### READING PASSAGE

The Argentine has an impressive international résumé — playing pro ball at 16 years old before making his way to FC Barcelona. He was drafted 23rd overall in 2020, but didn’t make his way to the NBA until this past season, and he barely played. Just days away from turning 22 years old, the 6-6/200-pounder has an enviable skill set — he is a smart defender who gives effort on that end, and he’s a good dribbler, passer and playmaker. The one downside to his game? His bad shooting and poor finishing at the rim mean he’s not a scorer. At all.
“The Finnisher” (yes, he was born in Finland) played college ball at Arizona, then was drafted No. 7 overall by the Wolves in 2017 and immediately traded to the Bulls as part of that ill-fated Jimmy Butler deal. Last year, he signed a four-year deal as part of a three-team sign-and-trade. The 7-foot, 240-pounder wound up being part of a super-sized Cavs frontcourt, also featuring Jarrett Allen and Evan Mobley. The 25-year-old has averaged 15.4 points and 6.8 rebounds over five seasons. He shot 40.2% from 3 in the 2020-21 season, but is at 36.4% from deep overall.
Known as “V8″ for his nonstop motor, he’s already shown the ability to overcome adversity, bouncing back from breaking his left foot three times between high school and college. He’s also persevered as a pro, going from barely playing to starting most of the Wolves’ games last season. The 23-year-old goes 6-9/214, is a good rebounder (11.8 per 36 minutes for his career) and a switchable defender. If he takes a shot from more than 5 feet away from the hoop, it could be an adventure, though.
After sitting out the NBA free agent market, the Jazz eventually dipped their toes in the overseas pool with Fontecchio, signing him to a two-year deal worth $6.25 million. The 26-year-old Italian has played professionally in his home country, as well as in Spain and Germany. He is 6-8 and 209 pounds. He averaged 19.3 points for Italy in the 2020 Olympics. And this past season, playing for Spanish team Baskonia, he shot 41.0% on 3s in ACB league play, and 40.2% from deep in EuroLeague competition.
Like Markkanen, Johnson is a forward who is a former lottery pick (No. 8 overall in 2015) following a strong collegiate career at Arizona. His NBA career has been far more tumultuous, however. The 26-year-old, who was the other player involved in the Beverley-THT trade, had all but washed out of the league, on account of being less athletic than expected and a poor 3-point shooter (30.0%) for his career. After getting another shot as an emergency COVID replacement player, though, the 6-6, 242-pounder had some success with the Lakers — especially against the Jazz — playing as a four and small-ball five and earning his keep on defense.

### RECORDS SHOWN
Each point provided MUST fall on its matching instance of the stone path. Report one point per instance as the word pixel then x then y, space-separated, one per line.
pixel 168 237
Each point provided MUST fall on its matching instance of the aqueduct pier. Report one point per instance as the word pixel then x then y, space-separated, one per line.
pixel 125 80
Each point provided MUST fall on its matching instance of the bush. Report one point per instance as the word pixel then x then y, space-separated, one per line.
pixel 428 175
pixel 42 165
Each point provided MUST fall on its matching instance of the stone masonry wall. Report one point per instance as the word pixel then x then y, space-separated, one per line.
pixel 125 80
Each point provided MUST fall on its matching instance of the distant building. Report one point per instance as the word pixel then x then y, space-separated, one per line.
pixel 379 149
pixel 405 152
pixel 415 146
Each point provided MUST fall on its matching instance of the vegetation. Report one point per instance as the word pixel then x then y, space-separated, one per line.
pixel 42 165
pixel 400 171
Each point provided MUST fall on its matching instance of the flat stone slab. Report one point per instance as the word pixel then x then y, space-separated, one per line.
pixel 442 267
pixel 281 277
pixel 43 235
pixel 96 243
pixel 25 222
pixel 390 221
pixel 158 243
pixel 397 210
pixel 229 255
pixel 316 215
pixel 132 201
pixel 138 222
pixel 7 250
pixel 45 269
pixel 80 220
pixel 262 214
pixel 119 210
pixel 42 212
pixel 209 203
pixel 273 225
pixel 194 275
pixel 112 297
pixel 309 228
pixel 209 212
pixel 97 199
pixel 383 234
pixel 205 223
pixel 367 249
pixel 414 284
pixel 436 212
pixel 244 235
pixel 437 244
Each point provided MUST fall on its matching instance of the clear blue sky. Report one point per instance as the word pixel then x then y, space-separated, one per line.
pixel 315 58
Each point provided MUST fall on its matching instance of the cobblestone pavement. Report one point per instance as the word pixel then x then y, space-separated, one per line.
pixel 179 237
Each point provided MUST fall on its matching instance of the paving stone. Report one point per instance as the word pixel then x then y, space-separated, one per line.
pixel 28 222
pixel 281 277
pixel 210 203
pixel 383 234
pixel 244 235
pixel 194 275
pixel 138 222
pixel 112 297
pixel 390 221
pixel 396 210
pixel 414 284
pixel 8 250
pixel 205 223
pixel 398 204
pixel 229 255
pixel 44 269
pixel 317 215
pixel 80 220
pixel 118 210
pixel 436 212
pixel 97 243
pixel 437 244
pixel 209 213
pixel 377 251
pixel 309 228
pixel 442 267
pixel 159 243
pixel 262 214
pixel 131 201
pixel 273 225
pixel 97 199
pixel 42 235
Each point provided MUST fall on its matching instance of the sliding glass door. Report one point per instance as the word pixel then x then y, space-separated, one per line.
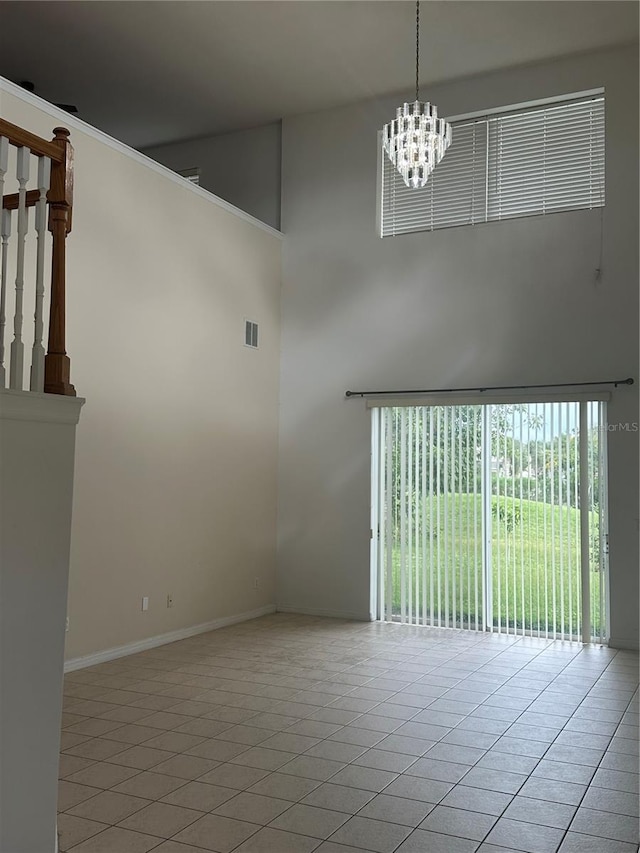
pixel 492 517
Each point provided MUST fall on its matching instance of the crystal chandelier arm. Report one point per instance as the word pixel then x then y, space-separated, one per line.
pixel 417 50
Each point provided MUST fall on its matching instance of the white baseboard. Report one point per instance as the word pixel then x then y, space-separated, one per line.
pixel 624 643
pixel 317 611
pixel 163 639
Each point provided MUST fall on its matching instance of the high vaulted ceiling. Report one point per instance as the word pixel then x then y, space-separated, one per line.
pixel 154 72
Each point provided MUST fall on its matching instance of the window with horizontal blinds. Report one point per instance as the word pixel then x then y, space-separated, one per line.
pixel 524 163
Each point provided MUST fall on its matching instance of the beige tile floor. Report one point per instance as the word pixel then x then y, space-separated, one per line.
pixel 291 734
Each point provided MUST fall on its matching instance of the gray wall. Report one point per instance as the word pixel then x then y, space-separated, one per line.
pixel 502 303
pixel 242 168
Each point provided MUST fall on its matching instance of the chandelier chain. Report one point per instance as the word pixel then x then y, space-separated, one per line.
pixel 417 50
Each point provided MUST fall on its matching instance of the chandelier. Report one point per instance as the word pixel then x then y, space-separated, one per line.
pixel 416 140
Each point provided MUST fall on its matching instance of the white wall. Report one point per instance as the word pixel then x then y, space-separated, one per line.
pixel 175 488
pixel 502 303
pixel 243 167
pixel 37 436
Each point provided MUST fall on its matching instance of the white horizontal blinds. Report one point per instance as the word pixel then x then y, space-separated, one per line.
pixel 454 195
pixel 525 163
pixel 546 160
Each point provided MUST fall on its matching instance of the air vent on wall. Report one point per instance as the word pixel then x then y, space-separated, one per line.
pixel 251 334
pixel 192 175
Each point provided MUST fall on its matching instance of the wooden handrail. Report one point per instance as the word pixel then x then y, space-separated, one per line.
pixel 59 152
pixel 11 201
pixel 19 137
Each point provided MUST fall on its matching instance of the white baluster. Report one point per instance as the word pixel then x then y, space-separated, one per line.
pixel 5 233
pixel 4 161
pixel 17 346
pixel 6 226
pixel 37 353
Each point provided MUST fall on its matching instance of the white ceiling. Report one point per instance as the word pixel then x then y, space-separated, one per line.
pixel 153 72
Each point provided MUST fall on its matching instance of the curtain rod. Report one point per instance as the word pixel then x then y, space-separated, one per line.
pixel 614 382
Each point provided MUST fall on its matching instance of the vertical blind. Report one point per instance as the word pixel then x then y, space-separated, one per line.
pixel 524 163
pixel 492 517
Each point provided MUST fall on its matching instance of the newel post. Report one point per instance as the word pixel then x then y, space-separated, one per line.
pixel 57 365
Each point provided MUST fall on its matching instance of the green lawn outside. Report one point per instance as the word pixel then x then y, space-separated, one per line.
pixel 527 554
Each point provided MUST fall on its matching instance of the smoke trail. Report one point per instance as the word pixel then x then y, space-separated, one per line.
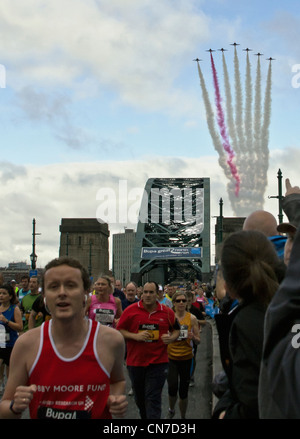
pixel 221 123
pixel 229 107
pixel 267 118
pixel 248 107
pixel 211 124
pixel 265 128
pixel 239 103
pixel 257 110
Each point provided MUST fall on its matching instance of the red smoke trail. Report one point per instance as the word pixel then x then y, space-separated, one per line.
pixel 222 126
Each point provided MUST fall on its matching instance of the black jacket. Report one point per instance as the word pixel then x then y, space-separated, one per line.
pixel 245 345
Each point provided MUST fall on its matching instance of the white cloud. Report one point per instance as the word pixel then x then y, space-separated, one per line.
pixel 49 193
pixel 137 50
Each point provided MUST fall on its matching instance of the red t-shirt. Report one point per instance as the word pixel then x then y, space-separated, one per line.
pixel 69 388
pixel 136 318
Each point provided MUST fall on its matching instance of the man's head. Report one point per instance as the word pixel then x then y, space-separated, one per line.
pixel 34 285
pixel 25 281
pixel 118 284
pixel 66 284
pixel 71 262
pixel 150 295
pixel 131 291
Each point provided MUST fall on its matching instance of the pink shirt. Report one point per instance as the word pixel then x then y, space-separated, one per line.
pixel 103 312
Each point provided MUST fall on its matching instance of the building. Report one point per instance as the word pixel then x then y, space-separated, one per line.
pixel 123 244
pixel 86 239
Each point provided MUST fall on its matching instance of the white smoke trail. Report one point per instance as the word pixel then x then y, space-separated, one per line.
pixel 248 108
pixel 211 125
pixel 265 128
pixel 257 111
pixel 229 106
pixel 239 103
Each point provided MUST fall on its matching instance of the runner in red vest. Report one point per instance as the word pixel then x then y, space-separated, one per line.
pixel 71 367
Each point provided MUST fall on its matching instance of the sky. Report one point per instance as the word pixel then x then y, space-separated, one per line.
pixel 100 92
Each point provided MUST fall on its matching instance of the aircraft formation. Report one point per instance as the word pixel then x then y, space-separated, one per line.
pixel 235 44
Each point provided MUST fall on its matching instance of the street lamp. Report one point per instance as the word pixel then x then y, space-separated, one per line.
pixel 33 256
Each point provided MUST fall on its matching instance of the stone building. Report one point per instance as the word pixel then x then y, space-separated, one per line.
pixel 86 240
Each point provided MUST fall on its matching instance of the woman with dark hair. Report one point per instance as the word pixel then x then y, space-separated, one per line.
pixel 10 322
pixel 252 272
pixel 180 354
pixel 103 306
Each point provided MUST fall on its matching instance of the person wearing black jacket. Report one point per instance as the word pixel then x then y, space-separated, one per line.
pixel 281 354
pixel 251 269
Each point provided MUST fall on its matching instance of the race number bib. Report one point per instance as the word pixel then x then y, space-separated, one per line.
pixel 4 337
pixel 183 335
pixel 105 316
pixel 153 331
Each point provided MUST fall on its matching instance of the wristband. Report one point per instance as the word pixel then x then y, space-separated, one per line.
pixel 11 408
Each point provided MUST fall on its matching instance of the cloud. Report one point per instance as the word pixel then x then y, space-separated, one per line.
pixel 49 193
pixel 137 51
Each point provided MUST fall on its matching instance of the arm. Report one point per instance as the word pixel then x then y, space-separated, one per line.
pixel 136 336
pixel 16 389
pixel 17 325
pixel 119 308
pixel 194 334
pixel 115 346
pixel 31 320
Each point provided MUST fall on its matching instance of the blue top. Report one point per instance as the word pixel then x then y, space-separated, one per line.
pixel 8 336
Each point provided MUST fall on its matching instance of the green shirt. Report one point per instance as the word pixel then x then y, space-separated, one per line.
pixel 26 308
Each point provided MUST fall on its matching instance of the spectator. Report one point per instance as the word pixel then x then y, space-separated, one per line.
pixel 28 301
pixel 131 295
pixel 162 298
pixel 180 354
pixel 251 270
pixel 25 279
pixel 266 223
pixel 103 306
pixel 148 327
pixel 10 322
pixel 279 390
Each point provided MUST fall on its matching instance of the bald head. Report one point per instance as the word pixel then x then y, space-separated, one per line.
pixel 262 221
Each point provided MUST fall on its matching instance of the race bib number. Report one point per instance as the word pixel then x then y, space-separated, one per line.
pixel 184 331
pixel 153 330
pixel 105 316
pixel 4 337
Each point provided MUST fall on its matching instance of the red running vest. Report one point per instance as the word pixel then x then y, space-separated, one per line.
pixel 69 388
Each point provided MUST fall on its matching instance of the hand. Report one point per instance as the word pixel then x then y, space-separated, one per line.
pixel 291 189
pixel 23 396
pixel 117 405
pixel 167 338
pixel 3 318
pixel 222 414
pixel 142 336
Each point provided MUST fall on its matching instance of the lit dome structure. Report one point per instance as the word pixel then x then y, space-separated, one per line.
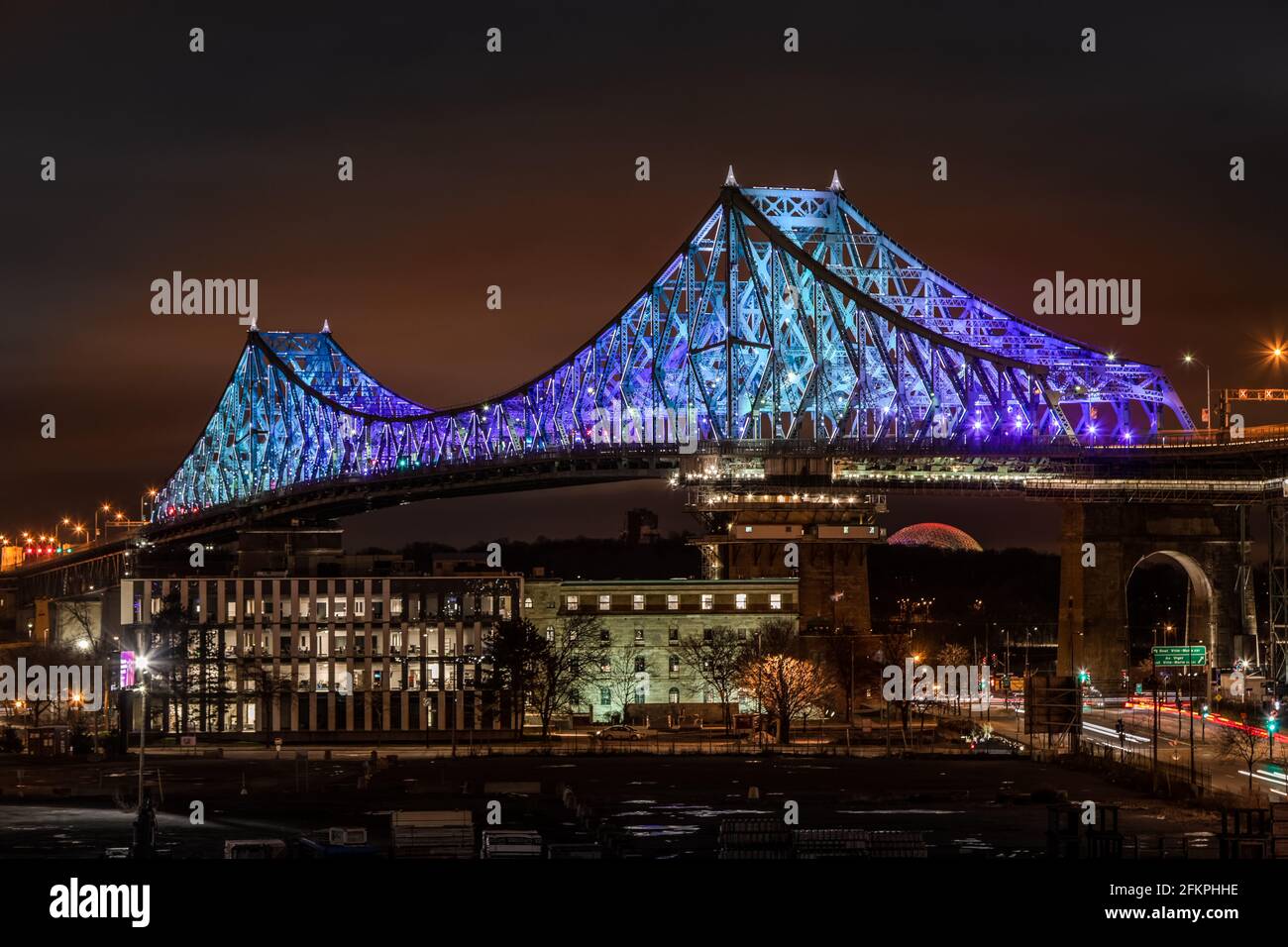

### WHAT THE EXERCISE ASKS
Can you rewrite the paragraph of the player profiles that begins "After sitting out the NBA free agent market" as a short bulleted list that keeps its main facts?

### COMPLETED TASK
- The Jazz sat out the NBA free agent market, then signed Fontecchio from overseas to a two-year, $6.25 million deal.
- He is a 26-year-old Italian who has played professionally in Italy, Spain and Germany.
- He stands 6-8 and weighs 209 pounds.
- He averaged 19.3 points for Italy in the 2020 Olympics.
- Playing for Baskonia this past season, he shot 41.0% on 3s in ACB league play and 40.2% in EuroLeague competition.